Data section section start

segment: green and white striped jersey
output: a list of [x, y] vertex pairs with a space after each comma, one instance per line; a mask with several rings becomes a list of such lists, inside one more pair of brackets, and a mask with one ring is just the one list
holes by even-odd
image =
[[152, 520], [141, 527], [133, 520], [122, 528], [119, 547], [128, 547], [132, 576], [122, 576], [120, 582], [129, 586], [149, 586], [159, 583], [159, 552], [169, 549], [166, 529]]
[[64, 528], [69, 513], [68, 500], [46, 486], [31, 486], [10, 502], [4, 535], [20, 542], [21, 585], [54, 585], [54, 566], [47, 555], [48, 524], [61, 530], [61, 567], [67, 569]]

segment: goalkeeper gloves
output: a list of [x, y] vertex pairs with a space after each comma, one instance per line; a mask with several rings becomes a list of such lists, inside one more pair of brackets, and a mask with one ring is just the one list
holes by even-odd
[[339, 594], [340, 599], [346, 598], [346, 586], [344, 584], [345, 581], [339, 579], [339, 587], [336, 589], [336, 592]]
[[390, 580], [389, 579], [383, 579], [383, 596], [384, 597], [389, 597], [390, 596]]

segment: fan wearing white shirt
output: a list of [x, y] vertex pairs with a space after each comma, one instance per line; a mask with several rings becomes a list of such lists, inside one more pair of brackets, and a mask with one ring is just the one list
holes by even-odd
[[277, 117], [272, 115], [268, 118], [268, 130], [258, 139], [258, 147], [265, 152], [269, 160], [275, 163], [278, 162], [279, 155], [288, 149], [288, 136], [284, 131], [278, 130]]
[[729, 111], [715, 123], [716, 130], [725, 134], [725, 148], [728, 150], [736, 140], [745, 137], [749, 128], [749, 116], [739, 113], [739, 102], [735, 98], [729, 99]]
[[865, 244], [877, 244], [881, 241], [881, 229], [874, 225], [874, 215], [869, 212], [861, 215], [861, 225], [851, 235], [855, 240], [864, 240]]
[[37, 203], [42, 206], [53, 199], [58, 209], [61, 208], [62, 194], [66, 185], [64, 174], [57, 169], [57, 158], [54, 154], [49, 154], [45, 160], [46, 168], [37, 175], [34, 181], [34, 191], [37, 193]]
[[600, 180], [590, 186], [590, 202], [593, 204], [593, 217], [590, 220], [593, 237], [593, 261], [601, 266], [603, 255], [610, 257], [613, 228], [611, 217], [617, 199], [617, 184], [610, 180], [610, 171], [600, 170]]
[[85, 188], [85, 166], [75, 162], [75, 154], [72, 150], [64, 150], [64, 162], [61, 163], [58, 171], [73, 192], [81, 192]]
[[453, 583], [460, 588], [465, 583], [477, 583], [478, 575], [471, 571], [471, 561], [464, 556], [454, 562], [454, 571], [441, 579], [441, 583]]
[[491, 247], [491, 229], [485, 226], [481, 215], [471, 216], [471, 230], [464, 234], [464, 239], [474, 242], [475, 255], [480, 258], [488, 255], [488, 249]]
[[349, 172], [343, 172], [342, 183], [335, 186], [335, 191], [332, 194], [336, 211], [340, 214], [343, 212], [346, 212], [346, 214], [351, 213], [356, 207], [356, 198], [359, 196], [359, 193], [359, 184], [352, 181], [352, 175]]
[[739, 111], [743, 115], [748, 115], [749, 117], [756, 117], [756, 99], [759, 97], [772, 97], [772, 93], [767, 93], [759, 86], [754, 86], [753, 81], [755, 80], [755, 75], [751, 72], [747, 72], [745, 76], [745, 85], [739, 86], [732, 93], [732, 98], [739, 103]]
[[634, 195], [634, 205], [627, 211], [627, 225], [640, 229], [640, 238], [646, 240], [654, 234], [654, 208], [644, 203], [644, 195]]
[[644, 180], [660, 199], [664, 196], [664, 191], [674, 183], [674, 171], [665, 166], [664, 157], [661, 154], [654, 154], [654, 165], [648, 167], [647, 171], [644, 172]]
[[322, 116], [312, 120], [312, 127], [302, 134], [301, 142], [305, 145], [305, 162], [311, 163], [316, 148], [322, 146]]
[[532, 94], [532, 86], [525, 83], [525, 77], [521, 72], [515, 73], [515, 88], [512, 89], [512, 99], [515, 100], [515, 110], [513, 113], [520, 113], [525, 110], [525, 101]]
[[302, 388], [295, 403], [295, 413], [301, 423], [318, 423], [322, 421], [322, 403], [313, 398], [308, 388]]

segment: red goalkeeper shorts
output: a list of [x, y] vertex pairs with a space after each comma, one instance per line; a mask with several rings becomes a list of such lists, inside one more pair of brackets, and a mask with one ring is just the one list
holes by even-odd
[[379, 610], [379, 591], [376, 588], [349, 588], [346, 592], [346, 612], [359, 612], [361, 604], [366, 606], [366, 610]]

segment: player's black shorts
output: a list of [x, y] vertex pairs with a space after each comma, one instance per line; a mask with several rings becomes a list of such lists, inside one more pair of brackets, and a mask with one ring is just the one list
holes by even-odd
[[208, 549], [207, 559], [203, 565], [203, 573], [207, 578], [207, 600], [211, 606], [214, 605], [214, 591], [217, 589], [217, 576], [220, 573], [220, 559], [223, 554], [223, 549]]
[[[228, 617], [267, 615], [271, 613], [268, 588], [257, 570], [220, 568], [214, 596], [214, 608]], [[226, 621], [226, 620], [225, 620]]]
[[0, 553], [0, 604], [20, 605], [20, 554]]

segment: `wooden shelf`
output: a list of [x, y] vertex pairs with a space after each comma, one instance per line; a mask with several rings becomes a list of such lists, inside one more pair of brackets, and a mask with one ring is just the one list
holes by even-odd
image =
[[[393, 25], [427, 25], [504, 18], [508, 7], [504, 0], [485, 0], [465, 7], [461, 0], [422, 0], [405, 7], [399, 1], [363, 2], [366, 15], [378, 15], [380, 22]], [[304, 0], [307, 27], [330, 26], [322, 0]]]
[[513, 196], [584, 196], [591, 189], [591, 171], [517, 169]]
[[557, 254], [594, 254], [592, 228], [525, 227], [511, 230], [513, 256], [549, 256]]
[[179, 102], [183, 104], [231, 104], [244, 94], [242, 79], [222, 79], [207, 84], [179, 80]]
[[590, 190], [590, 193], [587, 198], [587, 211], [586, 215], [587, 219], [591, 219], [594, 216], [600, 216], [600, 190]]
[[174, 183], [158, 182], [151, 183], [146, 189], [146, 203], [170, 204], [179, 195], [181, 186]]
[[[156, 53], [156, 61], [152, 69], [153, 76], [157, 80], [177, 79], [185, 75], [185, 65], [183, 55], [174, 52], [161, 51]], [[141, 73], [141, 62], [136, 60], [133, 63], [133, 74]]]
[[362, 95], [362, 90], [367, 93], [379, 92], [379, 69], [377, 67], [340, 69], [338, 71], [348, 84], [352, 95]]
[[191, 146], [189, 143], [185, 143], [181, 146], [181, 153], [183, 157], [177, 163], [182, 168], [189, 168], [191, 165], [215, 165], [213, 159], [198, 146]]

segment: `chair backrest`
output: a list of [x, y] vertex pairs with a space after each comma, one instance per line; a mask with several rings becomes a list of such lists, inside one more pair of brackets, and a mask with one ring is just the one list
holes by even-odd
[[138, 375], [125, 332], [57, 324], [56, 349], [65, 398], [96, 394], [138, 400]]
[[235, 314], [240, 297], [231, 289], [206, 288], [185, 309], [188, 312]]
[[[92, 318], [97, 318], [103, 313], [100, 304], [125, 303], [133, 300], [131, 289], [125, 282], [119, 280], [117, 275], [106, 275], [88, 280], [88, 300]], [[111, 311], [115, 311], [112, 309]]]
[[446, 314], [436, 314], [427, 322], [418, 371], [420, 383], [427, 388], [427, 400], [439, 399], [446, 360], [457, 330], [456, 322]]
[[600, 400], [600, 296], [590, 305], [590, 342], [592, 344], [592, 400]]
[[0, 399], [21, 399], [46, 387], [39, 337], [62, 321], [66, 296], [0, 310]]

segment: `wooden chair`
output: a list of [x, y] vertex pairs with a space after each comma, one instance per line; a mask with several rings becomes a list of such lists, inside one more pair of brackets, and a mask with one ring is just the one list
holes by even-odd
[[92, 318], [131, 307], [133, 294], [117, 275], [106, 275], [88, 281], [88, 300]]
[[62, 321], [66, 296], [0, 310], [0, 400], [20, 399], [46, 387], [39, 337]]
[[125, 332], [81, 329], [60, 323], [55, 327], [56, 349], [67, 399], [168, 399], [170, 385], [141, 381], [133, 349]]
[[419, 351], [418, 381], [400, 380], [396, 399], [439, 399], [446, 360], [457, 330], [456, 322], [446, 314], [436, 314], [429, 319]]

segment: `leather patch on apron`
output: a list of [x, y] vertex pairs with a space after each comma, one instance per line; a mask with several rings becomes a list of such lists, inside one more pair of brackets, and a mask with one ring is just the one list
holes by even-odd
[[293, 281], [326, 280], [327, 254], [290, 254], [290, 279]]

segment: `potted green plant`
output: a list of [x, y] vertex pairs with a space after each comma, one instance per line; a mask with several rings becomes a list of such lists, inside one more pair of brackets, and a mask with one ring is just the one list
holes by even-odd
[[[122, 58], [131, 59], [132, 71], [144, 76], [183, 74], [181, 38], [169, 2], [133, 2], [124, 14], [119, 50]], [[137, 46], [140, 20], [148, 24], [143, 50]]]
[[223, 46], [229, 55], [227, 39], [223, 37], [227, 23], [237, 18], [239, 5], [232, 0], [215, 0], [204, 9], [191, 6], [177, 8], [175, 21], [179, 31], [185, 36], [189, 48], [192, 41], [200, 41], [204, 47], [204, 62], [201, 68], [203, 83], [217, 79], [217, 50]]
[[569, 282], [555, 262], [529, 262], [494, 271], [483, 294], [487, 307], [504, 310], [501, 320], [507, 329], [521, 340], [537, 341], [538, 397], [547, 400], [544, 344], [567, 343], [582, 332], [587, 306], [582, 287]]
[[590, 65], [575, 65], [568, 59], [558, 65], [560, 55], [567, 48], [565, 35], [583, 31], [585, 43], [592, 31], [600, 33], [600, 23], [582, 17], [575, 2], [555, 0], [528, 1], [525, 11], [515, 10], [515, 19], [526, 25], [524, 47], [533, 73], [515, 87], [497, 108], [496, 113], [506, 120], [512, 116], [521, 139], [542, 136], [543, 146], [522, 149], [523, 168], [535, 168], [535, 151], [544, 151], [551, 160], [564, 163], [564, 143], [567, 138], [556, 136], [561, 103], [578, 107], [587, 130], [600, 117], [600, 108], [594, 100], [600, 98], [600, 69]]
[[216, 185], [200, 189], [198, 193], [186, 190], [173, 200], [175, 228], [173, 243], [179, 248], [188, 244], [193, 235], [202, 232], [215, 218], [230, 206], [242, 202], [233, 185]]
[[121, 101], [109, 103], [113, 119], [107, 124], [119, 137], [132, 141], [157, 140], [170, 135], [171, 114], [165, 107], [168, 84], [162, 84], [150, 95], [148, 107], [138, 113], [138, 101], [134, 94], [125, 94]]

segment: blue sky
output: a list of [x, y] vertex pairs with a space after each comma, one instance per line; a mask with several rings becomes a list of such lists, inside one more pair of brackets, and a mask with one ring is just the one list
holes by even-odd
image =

Data section section end

Work request » Each line of the listing above that contains the word "green" is to be copied.

Exercise solution »
segment: green and white striped jersey
segment: `potted green plant`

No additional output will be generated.